Assignment: Copy nothing from the entries below except the lines from the one containing "column 346, row 190" through the one containing "column 391, row 42", and copy those exactly.
**** Input data
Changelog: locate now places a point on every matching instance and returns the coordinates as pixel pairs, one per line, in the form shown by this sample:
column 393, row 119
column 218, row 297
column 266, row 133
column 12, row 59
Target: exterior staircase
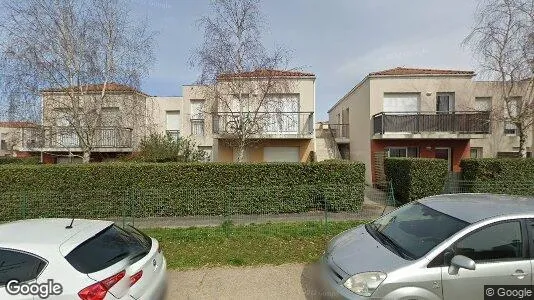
column 325, row 143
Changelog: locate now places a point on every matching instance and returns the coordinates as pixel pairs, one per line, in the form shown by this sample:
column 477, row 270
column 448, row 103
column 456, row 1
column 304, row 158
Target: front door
column 499, row 252
column 444, row 153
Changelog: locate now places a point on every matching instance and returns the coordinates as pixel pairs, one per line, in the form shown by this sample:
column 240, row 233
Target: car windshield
column 414, row 229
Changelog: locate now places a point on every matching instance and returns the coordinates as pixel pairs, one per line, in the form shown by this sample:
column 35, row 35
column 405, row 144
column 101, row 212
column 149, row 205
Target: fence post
column 23, row 206
column 325, row 214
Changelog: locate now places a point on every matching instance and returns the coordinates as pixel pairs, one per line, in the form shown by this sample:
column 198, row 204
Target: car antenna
column 70, row 225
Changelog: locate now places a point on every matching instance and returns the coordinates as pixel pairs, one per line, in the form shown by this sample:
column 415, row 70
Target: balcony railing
column 67, row 138
column 340, row 130
column 470, row 122
column 264, row 123
column 197, row 127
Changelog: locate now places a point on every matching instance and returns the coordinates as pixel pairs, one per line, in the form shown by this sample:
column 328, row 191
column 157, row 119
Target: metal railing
column 197, row 127
column 186, row 207
column 340, row 130
column 264, row 123
column 475, row 122
column 61, row 137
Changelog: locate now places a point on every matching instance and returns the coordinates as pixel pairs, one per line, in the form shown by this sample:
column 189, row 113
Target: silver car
column 460, row 246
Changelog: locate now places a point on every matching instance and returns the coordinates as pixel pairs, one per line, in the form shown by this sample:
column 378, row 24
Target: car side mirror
column 460, row 261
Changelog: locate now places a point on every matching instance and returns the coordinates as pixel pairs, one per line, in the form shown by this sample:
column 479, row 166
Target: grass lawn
column 246, row 245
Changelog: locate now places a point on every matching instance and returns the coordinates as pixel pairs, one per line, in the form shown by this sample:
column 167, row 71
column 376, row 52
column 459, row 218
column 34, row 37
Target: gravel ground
column 290, row 281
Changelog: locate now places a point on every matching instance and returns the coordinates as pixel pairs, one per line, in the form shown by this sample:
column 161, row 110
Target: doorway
column 444, row 153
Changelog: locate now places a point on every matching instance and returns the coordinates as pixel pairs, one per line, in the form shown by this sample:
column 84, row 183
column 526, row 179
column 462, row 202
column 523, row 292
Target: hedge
column 174, row 189
column 33, row 160
column 498, row 175
column 415, row 178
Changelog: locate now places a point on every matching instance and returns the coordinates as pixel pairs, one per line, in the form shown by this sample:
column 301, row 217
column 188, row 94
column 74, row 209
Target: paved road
column 290, row 281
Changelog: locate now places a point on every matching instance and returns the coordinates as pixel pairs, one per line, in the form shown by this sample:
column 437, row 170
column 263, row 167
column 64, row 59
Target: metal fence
column 509, row 187
column 187, row 207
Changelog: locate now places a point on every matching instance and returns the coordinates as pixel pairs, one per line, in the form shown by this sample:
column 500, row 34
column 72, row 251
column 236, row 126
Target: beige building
column 10, row 137
column 125, row 116
column 431, row 113
column 282, row 121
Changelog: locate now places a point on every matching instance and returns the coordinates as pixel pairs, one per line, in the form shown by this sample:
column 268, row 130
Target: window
column 197, row 107
column 502, row 241
column 401, row 103
column 482, row 103
column 108, row 247
column 444, row 103
column 19, row 265
column 172, row 124
column 197, row 117
column 403, row 151
column 3, row 143
column 476, row 152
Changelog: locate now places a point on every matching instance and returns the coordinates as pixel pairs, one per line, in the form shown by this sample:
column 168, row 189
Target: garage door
column 405, row 102
column 281, row 154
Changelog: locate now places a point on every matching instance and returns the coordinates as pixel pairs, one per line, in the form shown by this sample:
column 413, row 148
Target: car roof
column 38, row 235
column 475, row 207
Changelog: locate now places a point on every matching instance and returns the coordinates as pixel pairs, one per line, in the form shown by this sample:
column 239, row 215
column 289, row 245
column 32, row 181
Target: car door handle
column 519, row 274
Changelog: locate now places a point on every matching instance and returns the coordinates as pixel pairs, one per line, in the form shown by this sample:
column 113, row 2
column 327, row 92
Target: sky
column 340, row 41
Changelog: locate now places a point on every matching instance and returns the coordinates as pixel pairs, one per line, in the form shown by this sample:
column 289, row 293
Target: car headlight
column 364, row 284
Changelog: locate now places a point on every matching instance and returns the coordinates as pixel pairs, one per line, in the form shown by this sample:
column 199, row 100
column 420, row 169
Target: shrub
column 172, row 189
column 32, row 160
column 415, row 178
column 498, row 175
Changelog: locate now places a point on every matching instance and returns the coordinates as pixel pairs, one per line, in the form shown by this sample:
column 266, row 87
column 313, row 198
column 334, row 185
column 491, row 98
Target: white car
column 79, row 259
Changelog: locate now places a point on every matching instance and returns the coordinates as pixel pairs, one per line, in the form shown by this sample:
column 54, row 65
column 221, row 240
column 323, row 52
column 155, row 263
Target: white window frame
column 403, row 148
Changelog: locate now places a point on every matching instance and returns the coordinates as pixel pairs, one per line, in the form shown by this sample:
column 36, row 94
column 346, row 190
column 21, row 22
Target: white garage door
column 405, row 102
column 281, row 154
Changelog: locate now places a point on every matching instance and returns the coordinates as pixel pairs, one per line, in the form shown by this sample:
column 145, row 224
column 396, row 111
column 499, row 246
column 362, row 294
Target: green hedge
column 498, row 175
column 171, row 189
column 415, row 178
column 33, row 160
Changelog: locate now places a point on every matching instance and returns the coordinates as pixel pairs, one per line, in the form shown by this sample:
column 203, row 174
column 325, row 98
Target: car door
column 500, row 253
column 21, row 266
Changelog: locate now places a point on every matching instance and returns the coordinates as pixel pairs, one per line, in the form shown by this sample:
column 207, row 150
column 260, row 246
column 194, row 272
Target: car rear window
column 108, row 247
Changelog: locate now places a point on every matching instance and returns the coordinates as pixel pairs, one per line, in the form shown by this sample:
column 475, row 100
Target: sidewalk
column 291, row 281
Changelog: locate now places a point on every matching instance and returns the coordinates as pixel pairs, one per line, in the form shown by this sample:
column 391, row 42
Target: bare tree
column 503, row 42
column 243, row 89
column 71, row 47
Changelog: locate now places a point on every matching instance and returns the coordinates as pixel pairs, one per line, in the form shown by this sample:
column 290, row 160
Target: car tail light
column 99, row 290
column 135, row 277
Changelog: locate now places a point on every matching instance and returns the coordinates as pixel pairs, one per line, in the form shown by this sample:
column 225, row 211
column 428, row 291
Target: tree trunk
column 522, row 141
column 241, row 151
column 86, row 156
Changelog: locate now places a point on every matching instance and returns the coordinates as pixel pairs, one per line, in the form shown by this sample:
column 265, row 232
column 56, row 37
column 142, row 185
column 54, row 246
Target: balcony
column 46, row 138
column 264, row 124
column 197, row 127
column 340, row 132
column 432, row 124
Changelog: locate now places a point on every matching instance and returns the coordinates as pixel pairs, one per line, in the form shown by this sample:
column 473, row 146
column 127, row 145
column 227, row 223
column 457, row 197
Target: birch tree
column 502, row 40
column 240, row 73
column 71, row 46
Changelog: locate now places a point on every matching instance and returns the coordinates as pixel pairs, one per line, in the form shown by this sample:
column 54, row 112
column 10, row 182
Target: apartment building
column 405, row 112
column 10, row 137
column 285, row 132
column 283, row 120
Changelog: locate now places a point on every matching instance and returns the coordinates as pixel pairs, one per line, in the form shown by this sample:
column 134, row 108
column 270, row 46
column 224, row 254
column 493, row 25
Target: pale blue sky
column 339, row 40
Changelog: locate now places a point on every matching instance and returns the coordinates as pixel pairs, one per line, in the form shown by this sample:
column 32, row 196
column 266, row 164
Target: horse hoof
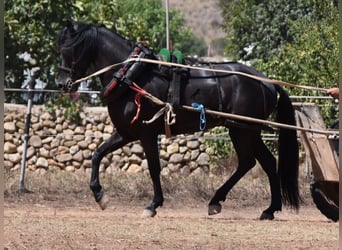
column 266, row 216
column 148, row 213
column 214, row 209
column 103, row 202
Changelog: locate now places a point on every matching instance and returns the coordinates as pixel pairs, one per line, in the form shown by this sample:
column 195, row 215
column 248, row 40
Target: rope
column 272, row 81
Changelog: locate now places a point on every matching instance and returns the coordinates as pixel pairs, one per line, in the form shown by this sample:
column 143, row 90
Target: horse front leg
column 114, row 142
column 150, row 145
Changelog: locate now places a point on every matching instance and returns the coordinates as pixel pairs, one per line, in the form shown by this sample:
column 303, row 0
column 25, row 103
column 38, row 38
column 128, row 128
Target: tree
column 31, row 29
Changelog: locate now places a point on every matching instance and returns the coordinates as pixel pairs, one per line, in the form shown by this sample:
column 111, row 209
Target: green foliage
column 219, row 148
column 70, row 108
column 31, row 26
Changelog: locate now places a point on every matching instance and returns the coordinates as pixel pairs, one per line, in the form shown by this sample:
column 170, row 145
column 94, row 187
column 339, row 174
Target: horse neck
column 112, row 49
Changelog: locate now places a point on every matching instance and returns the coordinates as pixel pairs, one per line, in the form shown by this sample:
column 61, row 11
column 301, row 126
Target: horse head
column 77, row 47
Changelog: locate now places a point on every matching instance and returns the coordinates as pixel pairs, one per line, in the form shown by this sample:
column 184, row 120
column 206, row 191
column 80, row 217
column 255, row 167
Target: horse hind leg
column 242, row 141
column 114, row 142
column 268, row 163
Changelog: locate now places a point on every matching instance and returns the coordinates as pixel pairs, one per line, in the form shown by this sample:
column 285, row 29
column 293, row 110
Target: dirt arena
column 35, row 221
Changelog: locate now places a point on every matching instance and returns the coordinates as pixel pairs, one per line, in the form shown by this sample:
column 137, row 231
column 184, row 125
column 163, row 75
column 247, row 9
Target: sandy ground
column 83, row 225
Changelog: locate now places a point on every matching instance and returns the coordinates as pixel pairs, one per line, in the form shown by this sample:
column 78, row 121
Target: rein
column 167, row 110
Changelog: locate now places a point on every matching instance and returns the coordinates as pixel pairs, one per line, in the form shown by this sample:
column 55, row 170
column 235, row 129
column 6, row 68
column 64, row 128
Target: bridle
column 72, row 70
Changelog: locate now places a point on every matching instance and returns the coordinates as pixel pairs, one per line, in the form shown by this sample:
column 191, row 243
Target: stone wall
column 56, row 143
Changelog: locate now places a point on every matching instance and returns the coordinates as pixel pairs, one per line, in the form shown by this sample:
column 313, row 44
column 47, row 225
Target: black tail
column 288, row 150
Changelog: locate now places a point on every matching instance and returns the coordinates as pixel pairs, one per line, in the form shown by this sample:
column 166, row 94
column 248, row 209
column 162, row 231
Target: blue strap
column 202, row 114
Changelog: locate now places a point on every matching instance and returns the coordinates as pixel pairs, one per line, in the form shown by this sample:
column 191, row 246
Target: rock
column 70, row 168
column 203, row 159
column 74, row 149
column 174, row 167
column 192, row 144
column 59, row 128
column 86, row 154
column 78, row 156
column 137, row 149
column 79, row 130
column 108, row 129
column 134, row 159
column 87, row 164
column 194, row 154
column 43, row 152
column 134, row 169
column 173, row 148
column 176, row 158
column 83, row 144
column 14, row 158
column 92, row 146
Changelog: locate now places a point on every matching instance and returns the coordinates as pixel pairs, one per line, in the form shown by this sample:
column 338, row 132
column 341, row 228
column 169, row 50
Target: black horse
column 87, row 46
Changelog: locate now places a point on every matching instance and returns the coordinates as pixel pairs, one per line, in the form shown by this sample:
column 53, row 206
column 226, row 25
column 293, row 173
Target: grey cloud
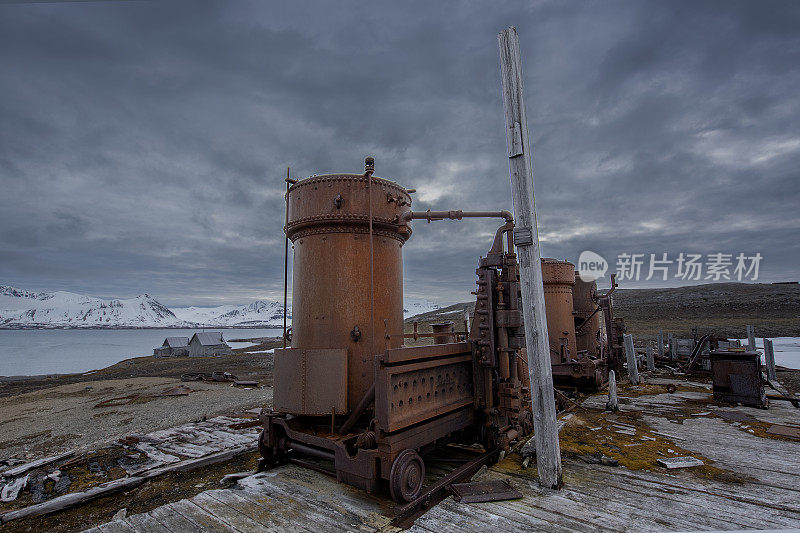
column 143, row 144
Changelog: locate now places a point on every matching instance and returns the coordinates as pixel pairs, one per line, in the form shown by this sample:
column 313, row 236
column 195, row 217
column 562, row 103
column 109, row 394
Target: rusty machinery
column 581, row 351
column 347, row 391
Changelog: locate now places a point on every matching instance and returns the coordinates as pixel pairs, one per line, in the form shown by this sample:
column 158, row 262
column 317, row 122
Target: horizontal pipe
column 454, row 215
column 313, row 451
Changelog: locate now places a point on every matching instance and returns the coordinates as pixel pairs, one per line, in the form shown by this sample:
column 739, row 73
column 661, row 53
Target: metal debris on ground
********
Task response:
column 346, row 190
column 21, row 22
Target: white garage door
column 405, row 102
column 281, row 154
Changelog: locate now places a point on every matching instance and returns the coordinates as pixel pairs, one per line, in the form shown by this sample:
column 145, row 224
column 396, row 111
column 499, row 246
column 362, row 294
Target: green hedge
column 498, row 175
column 171, row 189
column 415, row 178
column 33, row 160
Changelog: locate now places a point on every matching instance and returns the coordinates as pixel pairs, one per line, in the form shown by this sample:
column 203, row 174
column 325, row 98
Target: car door
column 500, row 253
column 21, row 266
Changelog: locate now places a point on every matching instance and returns the coordinates as pixel pairs, one per line, in the form shown by this sample:
column 207, row 150
column 260, row 246
column 194, row 272
Target: car rear window
column 108, row 247
Changelog: locate now places a point on every matching instance and returns the coordinates as pixel pairs, one per line, in the form shown by this sample:
column 475, row 100
Target: sidewalk
column 291, row 281
Changelog: locate now places a point on every matching instance and returns the coordinates as pixel pairs, one per line, in the form shown by this sample:
column 391, row 42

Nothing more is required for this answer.